| WORK REQUIRED |
Rewrite the records from the line containing "Where can the wall" to the line containing "<point>130,233</point>", with "office chair" swapped for "desk chair" and everything else left as is.

| EXERCISE MATERIAL |
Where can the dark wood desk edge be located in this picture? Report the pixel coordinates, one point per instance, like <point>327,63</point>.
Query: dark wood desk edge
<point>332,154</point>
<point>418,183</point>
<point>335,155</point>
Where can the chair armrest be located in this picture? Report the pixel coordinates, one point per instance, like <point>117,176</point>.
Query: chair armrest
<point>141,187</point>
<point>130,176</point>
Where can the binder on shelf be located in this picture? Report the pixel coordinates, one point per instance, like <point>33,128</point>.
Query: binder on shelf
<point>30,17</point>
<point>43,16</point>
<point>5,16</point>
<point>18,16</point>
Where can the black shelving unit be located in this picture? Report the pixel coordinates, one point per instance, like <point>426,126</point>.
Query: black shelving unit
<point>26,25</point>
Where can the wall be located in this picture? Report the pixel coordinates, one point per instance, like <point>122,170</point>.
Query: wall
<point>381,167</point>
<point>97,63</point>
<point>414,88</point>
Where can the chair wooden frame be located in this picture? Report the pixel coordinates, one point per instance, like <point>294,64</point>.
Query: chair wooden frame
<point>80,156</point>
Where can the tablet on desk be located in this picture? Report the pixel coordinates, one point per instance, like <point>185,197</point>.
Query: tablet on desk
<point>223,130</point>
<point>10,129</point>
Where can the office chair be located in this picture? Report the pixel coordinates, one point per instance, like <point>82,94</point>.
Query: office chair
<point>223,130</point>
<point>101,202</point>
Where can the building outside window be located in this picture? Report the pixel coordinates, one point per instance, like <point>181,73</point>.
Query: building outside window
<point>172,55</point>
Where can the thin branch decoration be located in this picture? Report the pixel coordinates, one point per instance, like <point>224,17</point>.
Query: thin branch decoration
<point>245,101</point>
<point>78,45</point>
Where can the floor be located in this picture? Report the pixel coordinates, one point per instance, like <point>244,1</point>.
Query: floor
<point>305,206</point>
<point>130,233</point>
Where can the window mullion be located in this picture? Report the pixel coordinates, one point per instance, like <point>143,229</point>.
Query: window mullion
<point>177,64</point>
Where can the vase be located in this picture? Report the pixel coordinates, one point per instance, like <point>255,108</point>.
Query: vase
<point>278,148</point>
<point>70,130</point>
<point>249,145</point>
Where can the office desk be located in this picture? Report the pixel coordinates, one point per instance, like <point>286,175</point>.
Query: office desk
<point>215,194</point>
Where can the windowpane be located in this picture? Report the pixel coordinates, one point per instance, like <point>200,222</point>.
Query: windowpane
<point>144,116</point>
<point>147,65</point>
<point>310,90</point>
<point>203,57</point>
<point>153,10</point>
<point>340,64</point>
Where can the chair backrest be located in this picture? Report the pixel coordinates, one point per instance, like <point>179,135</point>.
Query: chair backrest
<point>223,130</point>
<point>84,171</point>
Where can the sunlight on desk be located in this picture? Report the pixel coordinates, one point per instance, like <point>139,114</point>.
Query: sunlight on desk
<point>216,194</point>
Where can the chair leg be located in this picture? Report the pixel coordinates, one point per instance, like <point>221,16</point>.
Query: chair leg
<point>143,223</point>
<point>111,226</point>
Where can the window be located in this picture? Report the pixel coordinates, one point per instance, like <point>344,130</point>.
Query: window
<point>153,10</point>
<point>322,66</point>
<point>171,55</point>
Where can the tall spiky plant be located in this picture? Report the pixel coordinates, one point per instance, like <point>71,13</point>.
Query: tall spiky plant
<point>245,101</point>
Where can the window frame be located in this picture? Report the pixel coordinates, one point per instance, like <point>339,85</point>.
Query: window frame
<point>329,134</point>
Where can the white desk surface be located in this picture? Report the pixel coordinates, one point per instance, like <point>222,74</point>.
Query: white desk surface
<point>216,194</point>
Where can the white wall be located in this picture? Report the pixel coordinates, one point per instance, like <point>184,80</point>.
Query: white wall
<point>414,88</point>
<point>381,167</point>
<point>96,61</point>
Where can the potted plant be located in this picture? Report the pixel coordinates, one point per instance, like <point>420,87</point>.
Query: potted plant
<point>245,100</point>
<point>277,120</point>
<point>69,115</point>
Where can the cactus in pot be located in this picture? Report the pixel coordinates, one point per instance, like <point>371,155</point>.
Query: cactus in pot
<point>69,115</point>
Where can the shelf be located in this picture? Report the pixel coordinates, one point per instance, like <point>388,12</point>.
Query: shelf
--
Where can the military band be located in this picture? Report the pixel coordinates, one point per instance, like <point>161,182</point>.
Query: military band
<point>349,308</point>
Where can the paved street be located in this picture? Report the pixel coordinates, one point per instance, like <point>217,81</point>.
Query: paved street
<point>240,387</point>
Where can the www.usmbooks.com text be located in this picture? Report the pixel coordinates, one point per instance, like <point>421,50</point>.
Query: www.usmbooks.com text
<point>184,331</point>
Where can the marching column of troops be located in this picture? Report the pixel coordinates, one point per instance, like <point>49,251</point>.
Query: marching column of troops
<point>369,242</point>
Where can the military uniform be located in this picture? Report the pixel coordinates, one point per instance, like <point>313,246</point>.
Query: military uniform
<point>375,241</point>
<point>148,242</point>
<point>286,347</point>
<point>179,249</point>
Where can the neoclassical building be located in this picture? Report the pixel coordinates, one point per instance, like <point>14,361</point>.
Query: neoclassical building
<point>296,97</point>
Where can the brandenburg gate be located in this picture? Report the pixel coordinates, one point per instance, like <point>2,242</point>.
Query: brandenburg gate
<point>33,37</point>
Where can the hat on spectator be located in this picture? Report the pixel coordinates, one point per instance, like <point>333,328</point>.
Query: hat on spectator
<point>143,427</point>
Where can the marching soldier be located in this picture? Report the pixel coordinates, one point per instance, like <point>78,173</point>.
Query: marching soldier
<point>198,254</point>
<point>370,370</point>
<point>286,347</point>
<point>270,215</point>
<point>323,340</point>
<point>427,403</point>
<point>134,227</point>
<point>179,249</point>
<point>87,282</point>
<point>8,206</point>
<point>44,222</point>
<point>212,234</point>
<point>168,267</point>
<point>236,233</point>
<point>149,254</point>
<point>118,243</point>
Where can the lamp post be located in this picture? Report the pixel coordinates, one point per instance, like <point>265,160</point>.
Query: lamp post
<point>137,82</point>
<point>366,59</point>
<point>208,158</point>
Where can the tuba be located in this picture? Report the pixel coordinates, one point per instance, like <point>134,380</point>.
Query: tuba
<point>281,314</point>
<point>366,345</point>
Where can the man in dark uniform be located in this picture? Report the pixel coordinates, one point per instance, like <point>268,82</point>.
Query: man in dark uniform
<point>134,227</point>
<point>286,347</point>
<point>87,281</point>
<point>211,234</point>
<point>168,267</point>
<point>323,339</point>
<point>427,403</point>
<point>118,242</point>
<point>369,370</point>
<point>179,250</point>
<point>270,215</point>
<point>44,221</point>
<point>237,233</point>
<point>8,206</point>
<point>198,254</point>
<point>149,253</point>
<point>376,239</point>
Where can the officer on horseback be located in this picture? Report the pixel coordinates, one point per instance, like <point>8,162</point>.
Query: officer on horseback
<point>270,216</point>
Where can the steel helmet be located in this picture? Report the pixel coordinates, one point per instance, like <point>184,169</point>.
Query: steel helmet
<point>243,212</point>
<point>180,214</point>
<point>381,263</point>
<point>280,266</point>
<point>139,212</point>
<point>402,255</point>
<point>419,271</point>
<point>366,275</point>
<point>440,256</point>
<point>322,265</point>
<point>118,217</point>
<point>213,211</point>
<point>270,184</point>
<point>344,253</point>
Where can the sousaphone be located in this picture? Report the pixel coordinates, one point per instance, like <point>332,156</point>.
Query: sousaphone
...
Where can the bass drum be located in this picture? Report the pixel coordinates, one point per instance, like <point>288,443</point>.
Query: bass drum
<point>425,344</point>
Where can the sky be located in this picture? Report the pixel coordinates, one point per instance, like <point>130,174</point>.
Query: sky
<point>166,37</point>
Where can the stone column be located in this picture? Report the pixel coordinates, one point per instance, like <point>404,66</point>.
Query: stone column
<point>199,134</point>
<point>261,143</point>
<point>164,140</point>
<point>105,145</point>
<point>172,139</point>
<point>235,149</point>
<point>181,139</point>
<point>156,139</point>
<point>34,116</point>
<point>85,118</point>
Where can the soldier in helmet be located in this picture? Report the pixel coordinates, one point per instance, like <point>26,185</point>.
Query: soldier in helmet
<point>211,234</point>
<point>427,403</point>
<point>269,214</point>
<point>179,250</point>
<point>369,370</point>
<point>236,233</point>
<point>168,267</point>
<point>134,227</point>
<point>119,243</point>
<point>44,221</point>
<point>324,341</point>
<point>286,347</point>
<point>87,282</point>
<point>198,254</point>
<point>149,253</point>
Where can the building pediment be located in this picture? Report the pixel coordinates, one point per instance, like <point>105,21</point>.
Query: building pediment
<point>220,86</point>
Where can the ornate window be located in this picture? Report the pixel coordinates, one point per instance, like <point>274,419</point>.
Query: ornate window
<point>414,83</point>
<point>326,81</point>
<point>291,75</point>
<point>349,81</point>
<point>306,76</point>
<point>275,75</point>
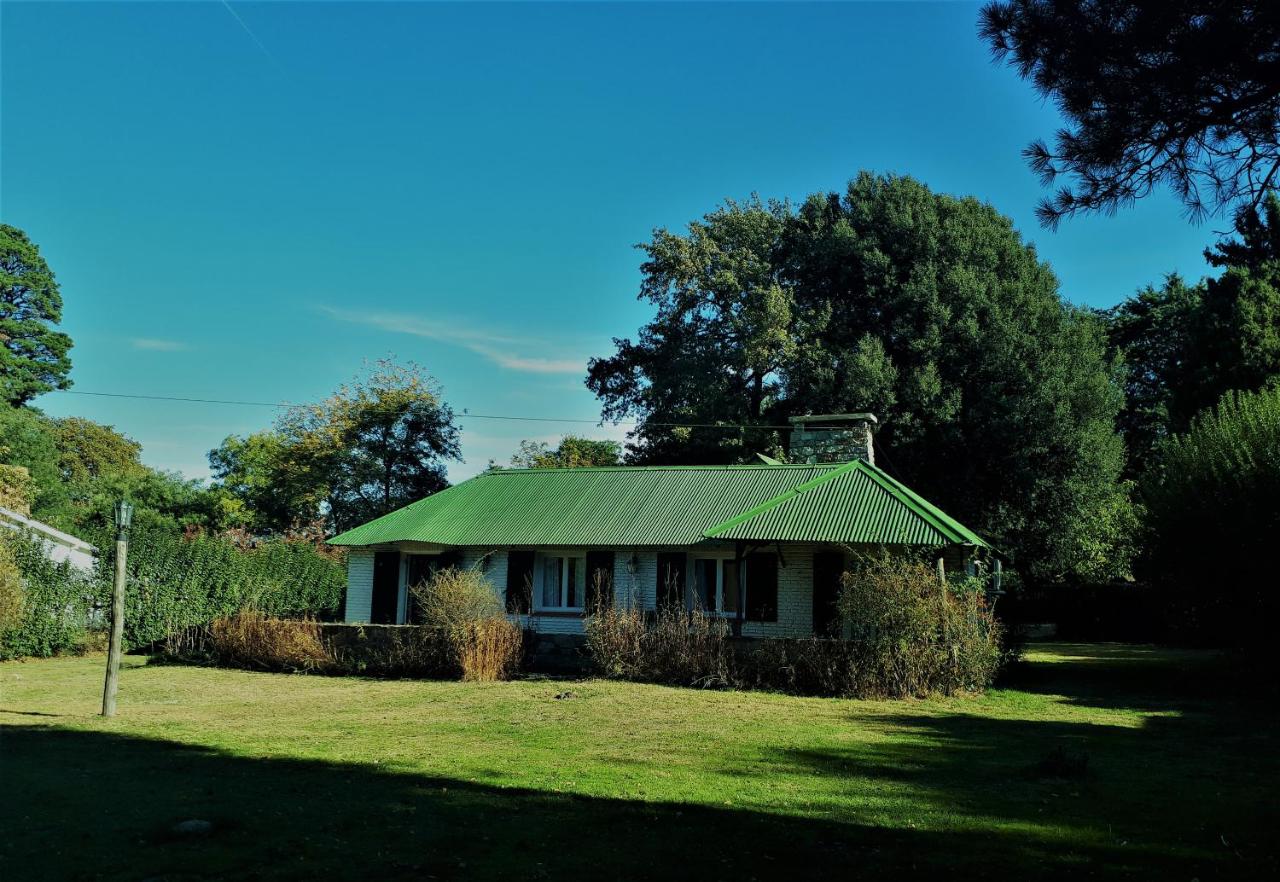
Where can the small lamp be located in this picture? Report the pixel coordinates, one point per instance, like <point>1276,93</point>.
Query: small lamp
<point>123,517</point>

| ANSWER FOR THIS EXERCISE |
Where can the wall be located in this picture? Report the pixel coordinates, one point per instance, like <point>122,170</point>.
Query: wall
<point>381,167</point>
<point>97,63</point>
<point>414,88</point>
Where can the chair wooden frame be located in this picture? Report the pixel coordinates, one point per instance, like <point>294,64</point>.
Query: chair wooden frame
<point>80,156</point>
Where can the tablet on desk be located in this picture? Report the pixel coordinates, one point per instance, like <point>185,197</point>.
Query: tablet on desk
<point>223,130</point>
<point>10,129</point>
Where can the desk chair be located in this picture? Report the pixel coordinates, one point per instance, like <point>82,94</point>.
Query: desk chair
<point>223,130</point>
<point>101,202</point>
Where can the building outside window be located in this picture? Report the pixel coordinates, one point per instance, like <point>181,73</point>.
Query: building outside window
<point>172,55</point>
Where can the thin branch decoration be located in this picture? Report the pixel coordinates, one point per instance, like <point>224,17</point>.
Query: thin branch decoration
<point>245,101</point>
<point>78,45</point>
Where can the floor be located in this picture? Report the pixel coordinates, one point per instance, like <point>244,1</point>.
Query: floor
<point>305,206</point>
<point>130,233</point>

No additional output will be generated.